Dataset records on object locations
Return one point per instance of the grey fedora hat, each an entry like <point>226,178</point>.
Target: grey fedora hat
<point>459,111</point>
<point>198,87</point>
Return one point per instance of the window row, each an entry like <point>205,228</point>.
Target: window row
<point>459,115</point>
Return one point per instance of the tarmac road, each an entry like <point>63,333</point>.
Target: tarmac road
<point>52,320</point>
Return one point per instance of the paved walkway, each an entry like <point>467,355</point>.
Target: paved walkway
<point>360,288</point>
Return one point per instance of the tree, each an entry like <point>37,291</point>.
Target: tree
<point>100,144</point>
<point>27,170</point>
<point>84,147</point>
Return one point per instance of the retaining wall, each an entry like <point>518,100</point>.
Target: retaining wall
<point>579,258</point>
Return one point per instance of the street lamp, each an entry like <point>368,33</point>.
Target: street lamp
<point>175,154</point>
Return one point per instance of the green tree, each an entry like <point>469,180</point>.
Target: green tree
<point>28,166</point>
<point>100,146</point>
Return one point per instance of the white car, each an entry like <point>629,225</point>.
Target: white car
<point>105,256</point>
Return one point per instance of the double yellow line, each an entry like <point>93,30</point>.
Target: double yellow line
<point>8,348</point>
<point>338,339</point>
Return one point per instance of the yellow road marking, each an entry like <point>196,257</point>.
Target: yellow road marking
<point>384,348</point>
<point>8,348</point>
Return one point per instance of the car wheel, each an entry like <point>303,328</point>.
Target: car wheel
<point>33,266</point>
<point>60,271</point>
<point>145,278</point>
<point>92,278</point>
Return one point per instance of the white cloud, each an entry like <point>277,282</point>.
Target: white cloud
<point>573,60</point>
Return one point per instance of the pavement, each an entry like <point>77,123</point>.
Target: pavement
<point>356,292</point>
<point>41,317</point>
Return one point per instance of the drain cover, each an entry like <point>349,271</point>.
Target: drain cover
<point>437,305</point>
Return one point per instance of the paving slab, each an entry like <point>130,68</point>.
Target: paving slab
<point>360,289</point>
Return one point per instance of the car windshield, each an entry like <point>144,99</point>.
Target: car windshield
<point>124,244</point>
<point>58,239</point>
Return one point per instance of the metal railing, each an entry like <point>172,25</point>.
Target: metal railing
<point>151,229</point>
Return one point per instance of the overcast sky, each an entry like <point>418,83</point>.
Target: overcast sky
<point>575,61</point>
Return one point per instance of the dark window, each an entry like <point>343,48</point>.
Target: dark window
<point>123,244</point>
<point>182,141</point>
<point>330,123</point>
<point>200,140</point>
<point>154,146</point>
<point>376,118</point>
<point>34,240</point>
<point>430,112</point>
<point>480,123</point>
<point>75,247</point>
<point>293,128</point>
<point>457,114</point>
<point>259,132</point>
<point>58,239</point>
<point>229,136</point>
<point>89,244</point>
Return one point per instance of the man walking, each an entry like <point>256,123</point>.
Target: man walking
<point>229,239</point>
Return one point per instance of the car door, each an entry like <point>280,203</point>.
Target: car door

§ **Problem**
Write out again every line between the lines holding "Return one point per instance of the window" and "<point>92,278</point>", inclusive. Raise each coordinate by 142 in the points that stand on lines of their own, and keep the sample points inside the sentences as they are.

§ **Exercise answer**
Return one point per instance of the window row, each an entry like <point>205,228</point>.
Target: window row
<point>601,257</point>
Return one point per instance of the tarmac road, each an entry like <point>63,333</point>.
Target: tarmac road
<point>194,462</point>
Return one point per instance of the paved walkway, each an entry like <point>467,355</point>.
Target: paved walkway
<point>502,430</point>
Return one point per instance of the tree, each an entry like <point>37,291</point>.
Target: tree
<point>242,286</point>
<point>169,312</point>
<point>226,289</point>
Return one point per instance of the retaining wall, each an entry like <point>518,100</point>.
Target: retaining wall
<point>721,400</point>
Return one point per instance of the street lamp, each an entry like <point>368,33</point>.
Target: street lamp
<point>317,296</point>
Return one point per instance of the green tree, each an entry like <point>469,180</point>.
Target: green tree
<point>170,308</point>
<point>242,288</point>
Return one point per instance of the white car, each an entry like <point>629,225</point>.
Target: white car
<point>247,398</point>
Return one point per instance of the double yellow line, each an entry like <point>93,30</point>.
Target: double yellow line
<point>150,490</point>
<point>480,481</point>
Return one point per instance of the yellow road marking, each an entry like <point>196,257</point>.
Target: yellow road marking
<point>526,490</point>
<point>150,490</point>
Return one point per instance of the car wheel, each an entry like <point>303,328</point>.
Target: car wheel
<point>175,408</point>
<point>202,413</point>
<point>287,420</point>
<point>234,420</point>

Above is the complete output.